# Written request:
Copy out exactly the lines from the one containing "Where in this photo can the upper" to the end of the records below, both included, and nothing else.

Coordinate labeling data
■ ■ ■ ■
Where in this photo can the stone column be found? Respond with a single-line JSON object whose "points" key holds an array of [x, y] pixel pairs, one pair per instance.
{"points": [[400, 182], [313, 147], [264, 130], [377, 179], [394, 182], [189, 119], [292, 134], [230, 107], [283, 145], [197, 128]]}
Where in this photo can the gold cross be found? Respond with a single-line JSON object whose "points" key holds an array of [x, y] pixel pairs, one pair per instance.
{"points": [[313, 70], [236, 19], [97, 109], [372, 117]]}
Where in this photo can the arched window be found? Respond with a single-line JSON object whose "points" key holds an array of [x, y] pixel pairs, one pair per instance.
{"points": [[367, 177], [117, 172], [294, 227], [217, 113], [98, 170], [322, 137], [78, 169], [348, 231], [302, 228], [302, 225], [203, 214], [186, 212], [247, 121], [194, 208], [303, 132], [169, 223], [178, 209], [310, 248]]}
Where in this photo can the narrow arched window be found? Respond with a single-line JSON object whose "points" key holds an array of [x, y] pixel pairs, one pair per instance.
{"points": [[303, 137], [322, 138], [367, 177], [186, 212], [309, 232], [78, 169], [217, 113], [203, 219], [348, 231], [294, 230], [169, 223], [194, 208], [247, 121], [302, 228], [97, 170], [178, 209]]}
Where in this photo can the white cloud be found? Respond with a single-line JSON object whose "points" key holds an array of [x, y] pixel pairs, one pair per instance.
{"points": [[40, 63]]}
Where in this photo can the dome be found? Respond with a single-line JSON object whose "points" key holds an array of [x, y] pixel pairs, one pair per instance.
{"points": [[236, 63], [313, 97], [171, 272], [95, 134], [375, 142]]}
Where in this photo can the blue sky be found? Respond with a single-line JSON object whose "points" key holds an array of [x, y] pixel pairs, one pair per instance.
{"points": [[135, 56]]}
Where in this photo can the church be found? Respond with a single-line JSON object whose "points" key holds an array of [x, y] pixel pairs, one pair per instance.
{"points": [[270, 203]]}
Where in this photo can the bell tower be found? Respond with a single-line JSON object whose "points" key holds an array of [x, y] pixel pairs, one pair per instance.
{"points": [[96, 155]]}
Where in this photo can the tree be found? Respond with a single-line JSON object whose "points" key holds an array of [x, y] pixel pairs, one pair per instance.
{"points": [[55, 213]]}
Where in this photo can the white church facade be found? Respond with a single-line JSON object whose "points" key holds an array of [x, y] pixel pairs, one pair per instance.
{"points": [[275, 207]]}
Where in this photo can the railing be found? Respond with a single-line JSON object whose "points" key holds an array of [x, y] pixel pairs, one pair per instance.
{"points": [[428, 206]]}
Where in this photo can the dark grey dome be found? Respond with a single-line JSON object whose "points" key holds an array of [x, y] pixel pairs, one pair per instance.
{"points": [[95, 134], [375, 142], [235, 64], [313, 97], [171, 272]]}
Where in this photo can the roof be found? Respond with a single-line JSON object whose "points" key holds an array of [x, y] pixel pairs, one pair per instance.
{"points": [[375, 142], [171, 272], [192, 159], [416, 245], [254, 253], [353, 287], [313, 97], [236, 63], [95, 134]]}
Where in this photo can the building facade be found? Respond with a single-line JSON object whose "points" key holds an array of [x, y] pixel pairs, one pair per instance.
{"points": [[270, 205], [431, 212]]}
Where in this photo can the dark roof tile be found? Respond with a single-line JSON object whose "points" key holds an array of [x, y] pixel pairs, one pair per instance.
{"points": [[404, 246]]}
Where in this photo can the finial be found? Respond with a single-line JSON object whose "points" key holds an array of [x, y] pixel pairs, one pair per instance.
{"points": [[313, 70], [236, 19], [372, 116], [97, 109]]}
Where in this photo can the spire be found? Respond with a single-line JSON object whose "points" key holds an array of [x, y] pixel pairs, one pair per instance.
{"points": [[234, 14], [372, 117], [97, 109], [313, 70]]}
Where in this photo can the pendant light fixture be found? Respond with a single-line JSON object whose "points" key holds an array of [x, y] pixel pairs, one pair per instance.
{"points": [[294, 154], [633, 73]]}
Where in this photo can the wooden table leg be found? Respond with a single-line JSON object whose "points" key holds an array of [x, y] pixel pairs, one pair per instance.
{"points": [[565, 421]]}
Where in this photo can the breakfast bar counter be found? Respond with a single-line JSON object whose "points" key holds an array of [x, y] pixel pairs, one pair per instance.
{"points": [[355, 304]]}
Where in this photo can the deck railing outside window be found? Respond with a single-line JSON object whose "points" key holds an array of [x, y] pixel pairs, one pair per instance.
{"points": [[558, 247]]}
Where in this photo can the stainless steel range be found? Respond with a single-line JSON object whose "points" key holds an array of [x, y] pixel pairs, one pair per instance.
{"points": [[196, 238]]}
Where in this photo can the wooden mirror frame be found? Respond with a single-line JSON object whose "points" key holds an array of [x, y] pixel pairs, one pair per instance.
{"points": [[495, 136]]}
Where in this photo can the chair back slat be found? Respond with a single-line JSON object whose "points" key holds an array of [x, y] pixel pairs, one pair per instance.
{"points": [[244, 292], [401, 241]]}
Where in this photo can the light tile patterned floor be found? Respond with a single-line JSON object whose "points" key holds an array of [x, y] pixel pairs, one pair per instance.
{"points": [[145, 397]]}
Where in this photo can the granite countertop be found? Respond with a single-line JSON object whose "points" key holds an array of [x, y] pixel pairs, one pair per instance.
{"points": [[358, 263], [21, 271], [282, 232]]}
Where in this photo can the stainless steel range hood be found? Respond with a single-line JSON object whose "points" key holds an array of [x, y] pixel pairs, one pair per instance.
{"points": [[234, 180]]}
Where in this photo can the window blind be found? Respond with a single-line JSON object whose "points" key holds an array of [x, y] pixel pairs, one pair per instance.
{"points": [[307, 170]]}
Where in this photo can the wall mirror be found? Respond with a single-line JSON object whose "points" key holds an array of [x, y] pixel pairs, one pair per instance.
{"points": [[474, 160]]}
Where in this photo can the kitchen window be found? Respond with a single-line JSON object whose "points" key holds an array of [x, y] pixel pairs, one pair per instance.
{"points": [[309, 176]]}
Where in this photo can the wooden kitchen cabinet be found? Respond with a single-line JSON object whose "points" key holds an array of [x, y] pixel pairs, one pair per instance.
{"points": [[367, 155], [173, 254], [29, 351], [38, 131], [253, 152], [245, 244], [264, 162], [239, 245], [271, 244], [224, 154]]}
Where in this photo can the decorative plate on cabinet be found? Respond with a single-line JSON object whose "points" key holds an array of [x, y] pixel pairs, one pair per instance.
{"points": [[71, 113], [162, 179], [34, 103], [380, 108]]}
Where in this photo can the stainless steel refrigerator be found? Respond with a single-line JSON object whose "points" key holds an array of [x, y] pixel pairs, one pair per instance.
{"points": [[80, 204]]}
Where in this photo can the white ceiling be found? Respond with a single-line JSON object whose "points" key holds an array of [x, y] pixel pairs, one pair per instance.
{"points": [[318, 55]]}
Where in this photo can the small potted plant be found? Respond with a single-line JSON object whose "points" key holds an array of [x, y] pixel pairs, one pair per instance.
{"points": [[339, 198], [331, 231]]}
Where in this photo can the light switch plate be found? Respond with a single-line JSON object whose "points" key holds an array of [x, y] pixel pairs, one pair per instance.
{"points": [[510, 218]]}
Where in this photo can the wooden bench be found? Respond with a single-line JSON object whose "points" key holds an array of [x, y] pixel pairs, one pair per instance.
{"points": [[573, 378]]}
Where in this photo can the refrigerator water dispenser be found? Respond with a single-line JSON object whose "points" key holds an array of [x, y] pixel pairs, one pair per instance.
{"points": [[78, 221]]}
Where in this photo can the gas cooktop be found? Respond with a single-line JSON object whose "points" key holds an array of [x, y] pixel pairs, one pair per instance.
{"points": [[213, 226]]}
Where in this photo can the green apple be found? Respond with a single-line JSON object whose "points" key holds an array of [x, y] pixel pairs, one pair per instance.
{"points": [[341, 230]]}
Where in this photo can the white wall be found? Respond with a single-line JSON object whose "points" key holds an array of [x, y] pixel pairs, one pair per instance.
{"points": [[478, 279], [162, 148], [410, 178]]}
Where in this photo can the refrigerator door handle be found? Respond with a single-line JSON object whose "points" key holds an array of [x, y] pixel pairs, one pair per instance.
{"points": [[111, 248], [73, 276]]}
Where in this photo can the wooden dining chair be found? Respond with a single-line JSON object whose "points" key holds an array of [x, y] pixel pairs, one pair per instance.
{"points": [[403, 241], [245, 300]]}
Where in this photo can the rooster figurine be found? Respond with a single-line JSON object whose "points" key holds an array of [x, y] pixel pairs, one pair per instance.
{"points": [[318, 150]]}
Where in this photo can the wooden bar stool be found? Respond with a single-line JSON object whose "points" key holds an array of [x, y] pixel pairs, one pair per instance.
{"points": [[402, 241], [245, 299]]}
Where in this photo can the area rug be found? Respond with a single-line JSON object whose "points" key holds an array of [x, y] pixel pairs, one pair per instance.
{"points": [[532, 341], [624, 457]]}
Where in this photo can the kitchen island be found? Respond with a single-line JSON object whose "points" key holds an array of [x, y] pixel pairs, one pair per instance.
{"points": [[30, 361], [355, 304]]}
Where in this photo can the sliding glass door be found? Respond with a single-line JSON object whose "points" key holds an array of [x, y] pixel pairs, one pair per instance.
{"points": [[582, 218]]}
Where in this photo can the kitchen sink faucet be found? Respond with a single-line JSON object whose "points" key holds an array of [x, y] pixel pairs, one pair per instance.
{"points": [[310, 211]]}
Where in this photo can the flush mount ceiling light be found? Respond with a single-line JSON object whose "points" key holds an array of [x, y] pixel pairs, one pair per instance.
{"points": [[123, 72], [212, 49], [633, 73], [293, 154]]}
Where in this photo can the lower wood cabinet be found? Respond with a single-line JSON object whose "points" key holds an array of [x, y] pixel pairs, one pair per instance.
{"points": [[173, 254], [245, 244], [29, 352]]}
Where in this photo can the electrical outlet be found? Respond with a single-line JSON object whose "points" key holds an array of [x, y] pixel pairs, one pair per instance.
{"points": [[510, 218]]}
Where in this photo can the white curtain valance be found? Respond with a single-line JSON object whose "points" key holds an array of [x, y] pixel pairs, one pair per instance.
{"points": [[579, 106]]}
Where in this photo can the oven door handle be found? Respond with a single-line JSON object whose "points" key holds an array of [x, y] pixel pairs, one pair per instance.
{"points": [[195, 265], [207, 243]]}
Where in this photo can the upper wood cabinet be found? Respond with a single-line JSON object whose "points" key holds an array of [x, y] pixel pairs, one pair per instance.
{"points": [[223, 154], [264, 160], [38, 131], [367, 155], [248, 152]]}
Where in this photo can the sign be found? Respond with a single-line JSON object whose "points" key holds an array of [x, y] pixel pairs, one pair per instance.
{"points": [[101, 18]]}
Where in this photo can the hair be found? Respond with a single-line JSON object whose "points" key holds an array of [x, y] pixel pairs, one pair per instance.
■ ■ ■ ■
# Written answer:
Where in this photo can the upper wood cabinet be found? Respond with a single-line JSON object whose "points" key holds an array of [x, y] pixel pairs, one pair per instance.
{"points": [[223, 154], [264, 160], [38, 131], [367, 155], [248, 152]]}
Where in this photo can the sign be found? Respond with a single-line JSON object whose "points" key holds an array of [x, y] pixel pairs, one pair per instance.
{"points": [[101, 18]]}
Where in this photo can the hair be found? Respond with a single-line JSON object whose "points" key holds an array of [x, y] pixel pairs, one pair per instance.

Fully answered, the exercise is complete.